Extracted information START

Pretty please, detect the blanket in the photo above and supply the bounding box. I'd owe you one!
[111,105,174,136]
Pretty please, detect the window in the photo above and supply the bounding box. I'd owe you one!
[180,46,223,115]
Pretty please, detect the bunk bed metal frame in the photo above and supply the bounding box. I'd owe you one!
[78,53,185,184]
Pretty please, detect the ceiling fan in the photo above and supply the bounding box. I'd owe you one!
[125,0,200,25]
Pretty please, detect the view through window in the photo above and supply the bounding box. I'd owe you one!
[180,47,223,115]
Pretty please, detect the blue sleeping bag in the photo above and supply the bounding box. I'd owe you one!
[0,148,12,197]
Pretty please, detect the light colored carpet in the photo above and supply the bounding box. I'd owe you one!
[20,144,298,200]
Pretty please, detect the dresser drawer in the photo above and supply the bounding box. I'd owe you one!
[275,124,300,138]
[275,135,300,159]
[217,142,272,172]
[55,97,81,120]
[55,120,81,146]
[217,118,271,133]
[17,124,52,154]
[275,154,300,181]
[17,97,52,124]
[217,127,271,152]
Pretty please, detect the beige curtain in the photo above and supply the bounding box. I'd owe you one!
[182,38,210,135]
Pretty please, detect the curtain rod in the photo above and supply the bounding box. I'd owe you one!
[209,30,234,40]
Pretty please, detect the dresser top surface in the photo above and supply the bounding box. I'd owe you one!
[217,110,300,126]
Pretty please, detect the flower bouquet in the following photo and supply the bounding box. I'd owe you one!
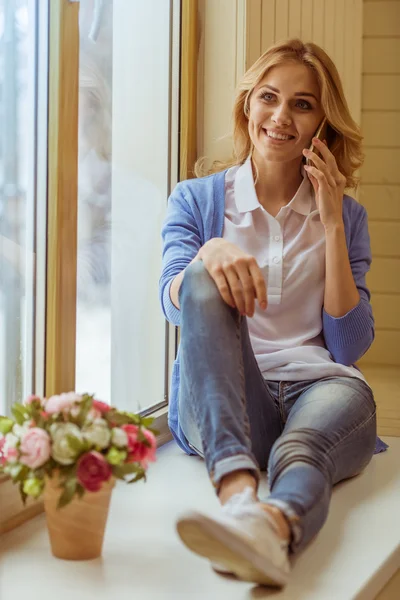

Extracted information END

» **What you will do**: Reproduce the data word for word without its images.

» **Response below**:
Pretty please, detect the blanket in the photo above and supply the bounding box. I'd owe you one!
[111,105,174,136]
Pretty please, detect the window in the photo above and supply the bounding box. I'd owe you one!
[180,46,223,115]
Pretty please, detect the bunk bed metal frame in the photo above and supply the bounding box. I'd owe you one!
[78,53,185,184]
Pretty please, detect the ceiling fan in the photo above and supply the bounding box. I'd owe you one!
[125,0,200,25]
Pretty please, detect the view through window in the photo above and supply the bounding box. I'd owe you one!
[180,47,223,115]
Pretty please, detect the blue sleeping bag in the photo above and supply the bounding box. I'd owe you one!
[0,148,12,197]
Pretty please, detect the light colored carpet in the photo above and supply the bounding box. I'd owe you one!
[20,144,298,200]
Pretty please, detect the dresser drawer in the photo above and supply the bounding box. I'd owe you one!
[275,124,300,138]
[275,135,300,159]
[217,142,272,172]
[55,97,81,120]
[55,120,81,146]
[217,118,271,133]
[17,124,52,154]
[275,154,300,181]
[17,97,52,124]
[217,127,271,152]
Pretty please, detect the beige curtain in the photo above and supply the bounding box. I'd owe you one!
[182,38,210,135]
Pretty please, detect the curtain rod in the photo above and supply the bounding box. I'd owe you one!
[209,30,234,40]
Pretty please, detect the dresser top surface in the photo above and supply the bounding box. I'd owe you one!
[217,110,300,126]
Pretty please, detect the flower bouquet in the following photo and supply the bounding box. I'd owe you one!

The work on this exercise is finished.